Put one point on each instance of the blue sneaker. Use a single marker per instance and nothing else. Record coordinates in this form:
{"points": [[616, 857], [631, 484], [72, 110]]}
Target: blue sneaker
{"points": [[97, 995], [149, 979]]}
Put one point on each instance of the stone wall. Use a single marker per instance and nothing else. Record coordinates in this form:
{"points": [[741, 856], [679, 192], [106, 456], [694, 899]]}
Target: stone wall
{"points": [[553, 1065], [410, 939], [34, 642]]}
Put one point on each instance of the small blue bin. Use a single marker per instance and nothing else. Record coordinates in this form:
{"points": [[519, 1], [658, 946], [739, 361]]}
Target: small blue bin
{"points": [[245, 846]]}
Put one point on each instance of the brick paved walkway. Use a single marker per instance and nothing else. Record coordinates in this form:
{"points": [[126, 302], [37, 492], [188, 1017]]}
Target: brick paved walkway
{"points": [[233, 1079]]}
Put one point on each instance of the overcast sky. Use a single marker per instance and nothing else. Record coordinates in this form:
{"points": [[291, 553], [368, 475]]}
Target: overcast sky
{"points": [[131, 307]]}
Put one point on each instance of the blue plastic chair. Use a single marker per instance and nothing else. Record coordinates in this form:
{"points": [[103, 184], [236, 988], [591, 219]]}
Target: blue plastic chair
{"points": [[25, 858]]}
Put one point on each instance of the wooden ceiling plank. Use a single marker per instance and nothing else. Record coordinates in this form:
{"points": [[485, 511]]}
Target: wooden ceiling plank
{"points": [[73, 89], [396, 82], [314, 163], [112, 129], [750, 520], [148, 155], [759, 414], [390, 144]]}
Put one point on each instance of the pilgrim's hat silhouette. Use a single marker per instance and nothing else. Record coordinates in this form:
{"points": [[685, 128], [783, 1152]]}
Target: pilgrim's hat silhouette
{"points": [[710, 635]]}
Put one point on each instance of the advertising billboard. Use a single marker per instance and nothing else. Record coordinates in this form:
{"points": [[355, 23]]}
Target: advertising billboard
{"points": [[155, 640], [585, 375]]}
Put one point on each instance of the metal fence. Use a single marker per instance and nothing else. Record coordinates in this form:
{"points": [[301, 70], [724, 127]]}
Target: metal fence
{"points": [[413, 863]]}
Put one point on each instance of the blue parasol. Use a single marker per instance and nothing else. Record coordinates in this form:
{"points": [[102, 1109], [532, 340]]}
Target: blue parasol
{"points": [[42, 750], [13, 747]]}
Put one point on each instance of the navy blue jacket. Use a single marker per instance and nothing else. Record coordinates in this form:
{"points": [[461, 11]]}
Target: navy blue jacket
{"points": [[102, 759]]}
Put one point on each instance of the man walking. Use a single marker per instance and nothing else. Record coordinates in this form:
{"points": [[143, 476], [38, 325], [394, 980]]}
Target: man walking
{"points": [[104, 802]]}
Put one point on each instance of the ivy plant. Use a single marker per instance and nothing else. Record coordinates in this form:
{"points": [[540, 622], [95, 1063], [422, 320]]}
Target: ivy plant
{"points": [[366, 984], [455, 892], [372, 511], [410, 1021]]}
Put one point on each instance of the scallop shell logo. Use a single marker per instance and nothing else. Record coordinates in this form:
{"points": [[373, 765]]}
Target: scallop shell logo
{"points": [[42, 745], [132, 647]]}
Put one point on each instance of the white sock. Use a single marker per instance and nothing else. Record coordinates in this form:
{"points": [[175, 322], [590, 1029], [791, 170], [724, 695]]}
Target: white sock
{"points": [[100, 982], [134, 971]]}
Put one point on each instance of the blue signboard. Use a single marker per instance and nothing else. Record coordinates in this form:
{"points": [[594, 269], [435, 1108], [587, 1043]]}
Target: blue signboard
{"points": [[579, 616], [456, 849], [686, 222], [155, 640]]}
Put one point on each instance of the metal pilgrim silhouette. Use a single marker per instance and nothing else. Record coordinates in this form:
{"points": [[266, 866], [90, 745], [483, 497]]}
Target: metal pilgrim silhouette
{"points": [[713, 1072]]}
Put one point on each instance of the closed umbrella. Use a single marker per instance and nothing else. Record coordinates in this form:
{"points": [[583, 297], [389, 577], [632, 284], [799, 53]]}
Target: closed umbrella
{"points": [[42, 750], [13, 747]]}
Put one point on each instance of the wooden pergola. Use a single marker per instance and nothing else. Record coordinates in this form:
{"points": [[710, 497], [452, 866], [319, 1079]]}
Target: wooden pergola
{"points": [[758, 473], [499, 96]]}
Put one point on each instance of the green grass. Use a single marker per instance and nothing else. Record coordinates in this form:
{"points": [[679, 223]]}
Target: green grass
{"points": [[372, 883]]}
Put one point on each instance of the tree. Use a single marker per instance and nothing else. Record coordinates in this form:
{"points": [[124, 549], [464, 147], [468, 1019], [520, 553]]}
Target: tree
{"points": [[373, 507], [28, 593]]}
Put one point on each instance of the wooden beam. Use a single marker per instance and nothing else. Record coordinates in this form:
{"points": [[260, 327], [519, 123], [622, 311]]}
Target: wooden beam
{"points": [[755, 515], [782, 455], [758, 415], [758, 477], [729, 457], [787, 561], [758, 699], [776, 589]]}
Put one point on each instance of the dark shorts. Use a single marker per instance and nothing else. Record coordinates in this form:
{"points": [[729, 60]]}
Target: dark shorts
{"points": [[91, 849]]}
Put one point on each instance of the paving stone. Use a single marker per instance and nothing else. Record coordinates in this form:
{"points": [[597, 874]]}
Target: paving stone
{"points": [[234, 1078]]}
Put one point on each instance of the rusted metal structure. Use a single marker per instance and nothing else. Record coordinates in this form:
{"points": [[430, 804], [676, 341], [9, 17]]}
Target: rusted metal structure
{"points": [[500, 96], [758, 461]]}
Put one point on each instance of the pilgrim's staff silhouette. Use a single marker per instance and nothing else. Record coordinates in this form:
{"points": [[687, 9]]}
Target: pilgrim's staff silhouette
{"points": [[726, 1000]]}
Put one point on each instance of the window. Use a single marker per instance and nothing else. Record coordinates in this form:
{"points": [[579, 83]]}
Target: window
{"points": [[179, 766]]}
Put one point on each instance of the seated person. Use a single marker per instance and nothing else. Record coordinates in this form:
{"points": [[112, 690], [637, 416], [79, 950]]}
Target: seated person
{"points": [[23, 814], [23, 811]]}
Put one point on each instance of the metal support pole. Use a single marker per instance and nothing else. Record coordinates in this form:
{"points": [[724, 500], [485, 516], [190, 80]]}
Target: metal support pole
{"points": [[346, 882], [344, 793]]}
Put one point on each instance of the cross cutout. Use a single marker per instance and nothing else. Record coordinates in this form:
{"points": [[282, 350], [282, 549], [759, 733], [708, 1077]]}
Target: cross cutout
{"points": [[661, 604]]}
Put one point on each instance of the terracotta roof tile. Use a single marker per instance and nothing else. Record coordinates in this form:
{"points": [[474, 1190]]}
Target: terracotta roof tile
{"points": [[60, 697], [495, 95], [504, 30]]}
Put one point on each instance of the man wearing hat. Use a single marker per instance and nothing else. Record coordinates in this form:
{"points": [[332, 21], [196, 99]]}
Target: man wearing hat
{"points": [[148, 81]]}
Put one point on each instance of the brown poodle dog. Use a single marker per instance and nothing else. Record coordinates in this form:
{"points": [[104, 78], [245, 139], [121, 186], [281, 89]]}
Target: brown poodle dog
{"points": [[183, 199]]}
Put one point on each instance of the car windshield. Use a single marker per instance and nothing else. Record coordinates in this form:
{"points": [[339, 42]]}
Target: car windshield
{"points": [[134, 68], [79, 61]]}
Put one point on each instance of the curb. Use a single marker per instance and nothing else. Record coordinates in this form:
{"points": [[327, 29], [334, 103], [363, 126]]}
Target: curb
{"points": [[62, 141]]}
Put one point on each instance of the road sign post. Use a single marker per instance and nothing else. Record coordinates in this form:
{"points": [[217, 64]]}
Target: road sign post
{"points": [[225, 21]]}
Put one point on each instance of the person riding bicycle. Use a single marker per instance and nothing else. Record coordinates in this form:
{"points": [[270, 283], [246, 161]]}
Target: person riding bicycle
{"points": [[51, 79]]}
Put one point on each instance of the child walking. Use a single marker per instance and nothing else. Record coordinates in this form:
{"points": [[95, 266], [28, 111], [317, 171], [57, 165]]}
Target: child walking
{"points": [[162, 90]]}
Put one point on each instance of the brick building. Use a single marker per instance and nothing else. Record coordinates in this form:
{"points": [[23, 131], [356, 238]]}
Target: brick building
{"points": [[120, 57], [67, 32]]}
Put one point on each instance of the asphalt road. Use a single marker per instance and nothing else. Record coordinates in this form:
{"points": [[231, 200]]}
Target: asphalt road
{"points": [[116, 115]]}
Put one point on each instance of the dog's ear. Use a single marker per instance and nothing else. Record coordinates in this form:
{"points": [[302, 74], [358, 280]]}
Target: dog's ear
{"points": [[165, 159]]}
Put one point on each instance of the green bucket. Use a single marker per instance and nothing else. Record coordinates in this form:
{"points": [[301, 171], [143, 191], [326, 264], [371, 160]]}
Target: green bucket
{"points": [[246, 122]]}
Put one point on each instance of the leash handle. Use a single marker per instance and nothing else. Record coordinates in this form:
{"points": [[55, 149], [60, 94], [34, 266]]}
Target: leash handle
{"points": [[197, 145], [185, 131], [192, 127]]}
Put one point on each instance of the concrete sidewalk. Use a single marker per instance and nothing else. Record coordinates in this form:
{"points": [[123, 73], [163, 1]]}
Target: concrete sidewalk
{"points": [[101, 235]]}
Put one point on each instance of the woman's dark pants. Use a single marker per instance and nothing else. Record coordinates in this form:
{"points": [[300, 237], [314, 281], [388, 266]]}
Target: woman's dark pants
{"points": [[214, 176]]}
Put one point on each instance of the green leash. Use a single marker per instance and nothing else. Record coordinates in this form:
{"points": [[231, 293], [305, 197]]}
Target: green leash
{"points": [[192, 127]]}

# # #

Beginning at the line that holds "Put one point on each instance of the concrete", reproduce each line of the records above down to and including the last one.

Put one point on each instance of the concrete sidewalk. Use a single marker per instance and nothing else. Record coordinates in this form:
{"points": [[123, 73], [163, 1]]}
Target: concrete sidewalk
{"points": [[101, 235]]}
Put one point on each instance of the woman's dark pants. Use a single marker per instance and nothing else. Record coordinates in this form:
{"points": [[300, 237], [314, 281], [388, 266]]}
Target: woman's dark pants
{"points": [[214, 176]]}
Put one point on each instance of the green leash. Use a single marker per instance and nothing else. Record coordinates in this form:
{"points": [[231, 293], [305, 197]]}
Target: green leash
{"points": [[192, 127]]}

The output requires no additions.